## Exercise goal
Print all of the rows below word for word, but leave out the pictures.

Bounding-box records
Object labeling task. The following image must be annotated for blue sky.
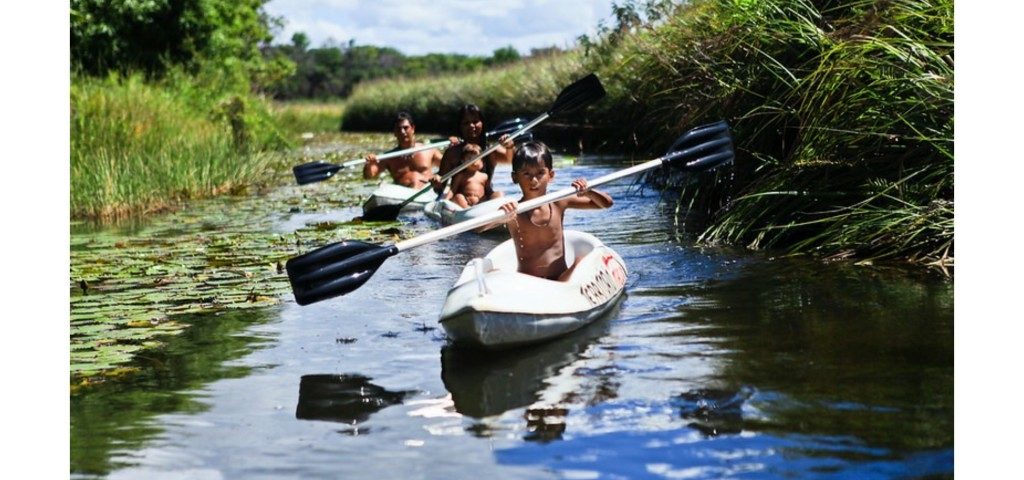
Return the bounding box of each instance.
[264,0,612,55]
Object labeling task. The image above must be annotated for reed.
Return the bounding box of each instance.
[71,76,283,219]
[317,0,953,265]
[614,0,953,265]
[344,52,583,133]
[270,100,345,138]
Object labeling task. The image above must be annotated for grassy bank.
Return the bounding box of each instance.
[71,77,286,219]
[270,100,346,138]
[344,0,953,265]
[344,53,582,133]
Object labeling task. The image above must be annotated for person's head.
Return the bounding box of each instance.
[512,141,555,193]
[462,178,485,205]
[394,112,416,143]
[459,103,483,144]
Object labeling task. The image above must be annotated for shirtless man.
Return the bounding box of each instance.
[362,112,459,188]
[493,141,613,280]
[431,103,513,202]
[452,144,489,209]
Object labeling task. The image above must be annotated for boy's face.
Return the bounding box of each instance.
[459,113,483,140]
[512,164,555,194]
[394,119,416,143]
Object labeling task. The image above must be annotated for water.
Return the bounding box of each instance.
[71,159,953,479]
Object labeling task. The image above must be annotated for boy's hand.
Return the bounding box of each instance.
[462,143,480,159]
[499,200,519,223]
[429,174,441,189]
[498,133,515,148]
[572,178,587,197]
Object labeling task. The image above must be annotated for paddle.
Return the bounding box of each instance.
[285,122,734,305]
[362,74,604,221]
[292,118,525,185]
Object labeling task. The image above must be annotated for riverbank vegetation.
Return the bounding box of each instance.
[335,0,953,266]
[71,0,294,219]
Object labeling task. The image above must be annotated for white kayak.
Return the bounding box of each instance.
[362,182,437,212]
[423,197,510,232]
[440,230,627,348]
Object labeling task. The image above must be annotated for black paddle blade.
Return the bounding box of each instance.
[662,121,735,171]
[483,118,528,141]
[292,162,344,185]
[362,204,402,222]
[285,241,398,305]
[548,74,604,116]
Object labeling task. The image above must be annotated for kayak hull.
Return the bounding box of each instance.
[440,230,627,349]
[423,197,509,232]
[362,183,437,212]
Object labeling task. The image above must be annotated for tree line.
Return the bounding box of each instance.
[71,0,558,99]
[263,32,560,99]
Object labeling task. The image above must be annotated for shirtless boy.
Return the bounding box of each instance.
[362,112,458,188]
[501,140,613,281]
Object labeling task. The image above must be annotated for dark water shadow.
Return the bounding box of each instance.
[441,303,621,419]
[295,374,416,435]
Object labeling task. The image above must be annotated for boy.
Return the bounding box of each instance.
[501,141,613,281]
[362,112,458,188]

## Expected output
Object labeling task. The following image must be annotated for blue sky.
Return the bounding box of each instance.
[264,0,612,55]
Object labeling task. The image above must be annotated for reed.
Return the bounding box of each instance.
[71,76,283,219]
[317,0,953,265]
[614,0,953,265]
[344,52,583,133]
[270,100,345,138]
Object labeling task. The image above must be annotated for grassy bank.
Return the bounding box of each instance.
[71,77,286,219]
[270,100,346,138]
[344,0,953,265]
[344,53,582,133]
Object labeling task. The image above must be annotated for person's head.
Return the bounding box of each instance.
[512,141,555,193]
[462,178,485,205]
[394,112,416,143]
[459,103,483,144]
Object labeling task. The image above must be annotated for shirtless man.
Return the bounding box of each instance.
[362,112,459,188]
[493,141,613,280]
[431,103,513,202]
[452,144,489,209]
Object labeling task. The image above must be annotated for boy's face.
Return the bounding box of each instance.
[459,113,483,140]
[512,164,555,194]
[394,119,416,143]
Object labeling task. The image above must be annotated for water.
Return the bounding box of each instance.
[71,159,953,479]
Object labeling task. The image above must be annotated for boy's hand.
Return the bounding box of each instance.
[462,143,480,159]
[499,200,519,223]
[429,174,441,189]
[498,133,515,148]
[572,178,587,197]
Object labeling task. The image above must be annotated for paddle.
Return the bounding box of each instance.
[285,122,734,305]
[362,74,604,221]
[292,118,525,185]
Object labeling task. The image above must be annotated for riverbank vegetation.
Return the bounding box of each instance.
[335,0,953,266]
[71,0,294,219]
Object labeling task. The image above must be annotated for white kayak.
Return the bounding box of each instance.
[362,182,437,212]
[423,197,510,232]
[440,230,627,348]
Object labeling task. The image above must be annotated for black paddle blade.
Return the bounding box of each instance.
[662,121,735,171]
[483,118,528,141]
[292,162,344,185]
[362,204,402,222]
[285,241,398,305]
[548,74,604,116]
Object labeling task. The image above must be annotated for kayak hull.
Return the bounding box of each instance.
[440,230,627,349]
[423,197,509,232]
[362,183,437,212]
Object labeling task. The image above must be annotated for tree line.
Return the bounding box of each instance.
[71,0,558,99]
[263,32,560,99]
Object labeling task. The image above must be annotated for shirtless boy.
Return the bounding box of each instance.
[362,112,458,188]
[501,140,613,281]
Object labeling task. The image above must be annotated for dark water shadow.
Return the bounding box of each instance.
[441,303,621,419]
[295,374,416,435]
Object labeling task. The image above must be annotated for boy.
Return the bounding box of each instance.
[501,141,613,281]
[362,112,458,188]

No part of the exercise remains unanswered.